* _Assignment_: Gather each line of the data below that contains the string "positive", and reproduce every such line in full.

===== Data shown =====

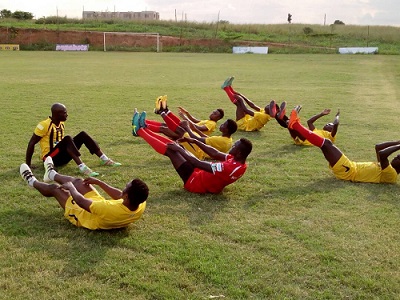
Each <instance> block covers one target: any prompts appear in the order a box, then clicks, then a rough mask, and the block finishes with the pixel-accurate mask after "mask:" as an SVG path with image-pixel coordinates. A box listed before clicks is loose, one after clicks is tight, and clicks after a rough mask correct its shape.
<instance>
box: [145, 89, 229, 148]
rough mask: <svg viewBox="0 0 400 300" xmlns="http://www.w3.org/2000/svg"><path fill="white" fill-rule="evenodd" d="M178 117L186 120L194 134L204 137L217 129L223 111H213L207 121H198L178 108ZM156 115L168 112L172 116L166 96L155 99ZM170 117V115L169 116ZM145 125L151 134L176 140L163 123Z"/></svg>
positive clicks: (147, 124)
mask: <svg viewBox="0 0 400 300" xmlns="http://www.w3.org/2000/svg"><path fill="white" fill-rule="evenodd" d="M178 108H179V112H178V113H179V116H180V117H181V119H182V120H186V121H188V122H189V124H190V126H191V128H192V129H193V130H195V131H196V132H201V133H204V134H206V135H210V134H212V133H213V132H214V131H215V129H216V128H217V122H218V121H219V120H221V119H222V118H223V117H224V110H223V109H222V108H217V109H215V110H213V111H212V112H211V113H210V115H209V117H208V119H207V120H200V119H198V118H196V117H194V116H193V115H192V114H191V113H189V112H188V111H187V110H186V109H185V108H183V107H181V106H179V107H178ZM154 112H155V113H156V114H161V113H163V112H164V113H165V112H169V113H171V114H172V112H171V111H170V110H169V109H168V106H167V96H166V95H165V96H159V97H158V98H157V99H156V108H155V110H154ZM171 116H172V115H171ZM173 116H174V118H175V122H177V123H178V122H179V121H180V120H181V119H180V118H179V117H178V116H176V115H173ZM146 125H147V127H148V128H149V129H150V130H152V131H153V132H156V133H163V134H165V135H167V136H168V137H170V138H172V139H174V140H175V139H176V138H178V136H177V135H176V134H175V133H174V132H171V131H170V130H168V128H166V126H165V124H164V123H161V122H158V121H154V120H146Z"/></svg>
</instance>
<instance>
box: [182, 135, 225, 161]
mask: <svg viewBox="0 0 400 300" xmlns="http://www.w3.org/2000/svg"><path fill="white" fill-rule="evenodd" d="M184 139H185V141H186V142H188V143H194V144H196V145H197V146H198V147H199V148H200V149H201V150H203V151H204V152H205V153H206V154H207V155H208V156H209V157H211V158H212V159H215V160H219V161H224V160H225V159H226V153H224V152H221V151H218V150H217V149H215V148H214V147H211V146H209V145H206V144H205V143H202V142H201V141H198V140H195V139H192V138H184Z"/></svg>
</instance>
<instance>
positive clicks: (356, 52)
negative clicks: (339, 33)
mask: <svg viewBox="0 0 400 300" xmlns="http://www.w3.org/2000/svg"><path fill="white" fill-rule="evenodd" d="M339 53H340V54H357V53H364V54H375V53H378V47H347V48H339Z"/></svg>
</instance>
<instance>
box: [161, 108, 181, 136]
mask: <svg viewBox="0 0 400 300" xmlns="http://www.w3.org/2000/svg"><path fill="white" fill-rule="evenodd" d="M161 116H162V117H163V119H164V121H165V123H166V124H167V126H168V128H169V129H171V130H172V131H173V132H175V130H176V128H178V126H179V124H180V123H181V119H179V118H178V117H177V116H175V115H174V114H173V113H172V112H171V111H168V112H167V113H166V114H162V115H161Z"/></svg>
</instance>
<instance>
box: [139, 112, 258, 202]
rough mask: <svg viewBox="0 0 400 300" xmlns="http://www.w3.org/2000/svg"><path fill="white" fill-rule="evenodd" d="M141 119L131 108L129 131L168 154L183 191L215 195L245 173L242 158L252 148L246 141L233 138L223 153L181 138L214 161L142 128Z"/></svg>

=====
===== Data shown =====

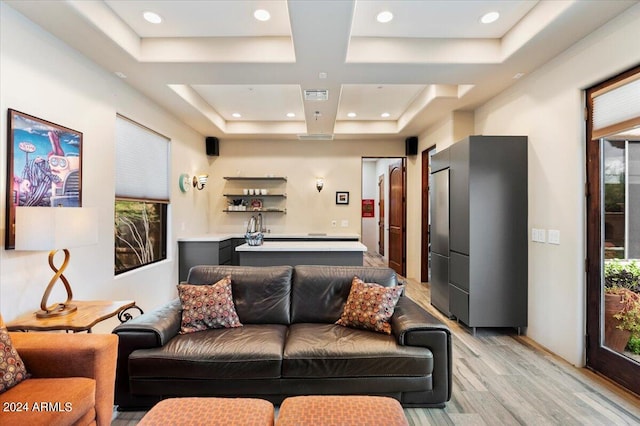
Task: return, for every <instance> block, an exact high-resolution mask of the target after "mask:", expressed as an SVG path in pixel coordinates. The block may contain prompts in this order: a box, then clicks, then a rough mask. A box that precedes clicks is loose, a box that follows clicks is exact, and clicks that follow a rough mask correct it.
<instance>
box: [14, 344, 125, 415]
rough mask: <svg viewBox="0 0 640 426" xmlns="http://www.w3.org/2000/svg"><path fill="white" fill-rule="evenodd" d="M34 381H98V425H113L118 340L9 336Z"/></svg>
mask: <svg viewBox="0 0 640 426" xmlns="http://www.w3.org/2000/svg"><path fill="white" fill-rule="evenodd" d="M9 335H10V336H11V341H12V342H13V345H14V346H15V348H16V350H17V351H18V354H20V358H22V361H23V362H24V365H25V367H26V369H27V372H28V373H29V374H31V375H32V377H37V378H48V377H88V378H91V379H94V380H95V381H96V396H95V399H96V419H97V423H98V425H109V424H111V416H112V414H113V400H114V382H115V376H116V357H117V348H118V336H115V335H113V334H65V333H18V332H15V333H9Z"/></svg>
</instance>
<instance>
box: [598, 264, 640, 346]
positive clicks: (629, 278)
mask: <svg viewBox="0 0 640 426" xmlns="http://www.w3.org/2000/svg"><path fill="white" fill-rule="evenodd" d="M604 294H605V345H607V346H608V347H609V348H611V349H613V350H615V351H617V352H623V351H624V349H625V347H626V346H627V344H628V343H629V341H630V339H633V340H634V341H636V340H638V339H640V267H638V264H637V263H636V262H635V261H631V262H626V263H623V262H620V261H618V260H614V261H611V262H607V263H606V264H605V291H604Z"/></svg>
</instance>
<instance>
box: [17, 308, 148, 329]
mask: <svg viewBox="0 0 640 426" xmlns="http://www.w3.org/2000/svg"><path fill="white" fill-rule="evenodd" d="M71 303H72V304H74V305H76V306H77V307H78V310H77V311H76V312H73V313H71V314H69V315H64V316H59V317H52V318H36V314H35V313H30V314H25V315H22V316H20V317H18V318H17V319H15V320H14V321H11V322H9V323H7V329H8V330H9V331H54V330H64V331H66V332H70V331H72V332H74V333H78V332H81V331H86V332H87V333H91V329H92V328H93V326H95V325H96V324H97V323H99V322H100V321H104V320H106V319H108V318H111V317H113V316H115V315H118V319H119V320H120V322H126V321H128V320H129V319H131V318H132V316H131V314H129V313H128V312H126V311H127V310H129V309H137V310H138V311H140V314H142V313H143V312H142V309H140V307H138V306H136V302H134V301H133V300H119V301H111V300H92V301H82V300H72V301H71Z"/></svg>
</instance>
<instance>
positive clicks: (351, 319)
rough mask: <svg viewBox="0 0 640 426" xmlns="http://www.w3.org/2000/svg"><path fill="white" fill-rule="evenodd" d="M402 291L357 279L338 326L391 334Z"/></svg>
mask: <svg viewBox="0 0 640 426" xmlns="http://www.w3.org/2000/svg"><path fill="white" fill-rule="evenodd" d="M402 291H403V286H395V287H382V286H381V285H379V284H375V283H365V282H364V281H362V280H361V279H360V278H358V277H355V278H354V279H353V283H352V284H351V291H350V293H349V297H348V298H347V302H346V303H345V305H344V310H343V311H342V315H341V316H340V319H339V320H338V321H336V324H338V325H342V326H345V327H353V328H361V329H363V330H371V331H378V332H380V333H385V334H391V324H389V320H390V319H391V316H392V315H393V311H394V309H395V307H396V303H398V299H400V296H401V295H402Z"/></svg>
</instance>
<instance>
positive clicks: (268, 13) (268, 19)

=====

* _Answer to the problem_:
positive clicks: (147, 124)
positive clicks: (356, 52)
positive clicks: (629, 278)
positive clicks: (351, 319)
positive clicks: (268, 13) (268, 19)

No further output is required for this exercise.